___ Исходные данные ___

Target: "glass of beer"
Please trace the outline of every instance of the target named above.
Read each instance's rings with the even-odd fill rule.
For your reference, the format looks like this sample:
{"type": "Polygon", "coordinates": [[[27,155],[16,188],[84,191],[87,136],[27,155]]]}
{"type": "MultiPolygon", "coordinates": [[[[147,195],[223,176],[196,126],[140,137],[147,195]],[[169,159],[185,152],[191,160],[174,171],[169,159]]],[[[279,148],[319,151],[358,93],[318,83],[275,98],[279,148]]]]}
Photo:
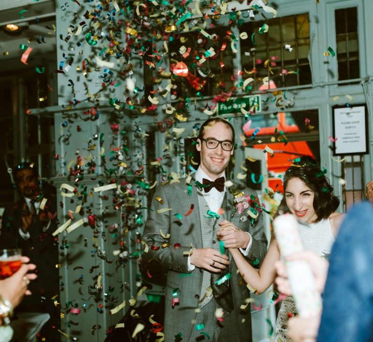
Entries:
{"type": "Polygon", "coordinates": [[[20,249],[0,249],[0,279],[14,274],[21,267],[20,249]]]}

___

_Задание:_
Оформите все записи выше как список JSON из строк, где каждой строке записей соответствует одна строка списка, а пустые строки пропущены. Изображения в ответ не включайте.

_Ответ на задание:_
[
  "Target: \"glass of beer\"",
  "Please trace the outline of every instance of the target named above.",
  "Read each instance's rings with the even-odd fill rule.",
  "For your reference, the format looks like this sample:",
  "{\"type\": \"Polygon\", \"coordinates\": [[[27,155],[16,188],[84,191],[87,136],[27,155]]]}",
  "{\"type\": \"MultiPolygon\", \"coordinates\": [[[[147,195],[223,176],[196,126],[140,137],[147,195]],[[169,159],[185,152],[191,160],[174,171],[169,159]]],[[[279,148],[319,151],[358,93],[318,83],[275,98],[279,148]]]]}",
  "Photo:",
  "Entries:",
  "{\"type\": \"Polygon\", \"coordinates\": [[[20,249],[0,249],[0,279],[14,274],[21,267],[20,249]]]}"
]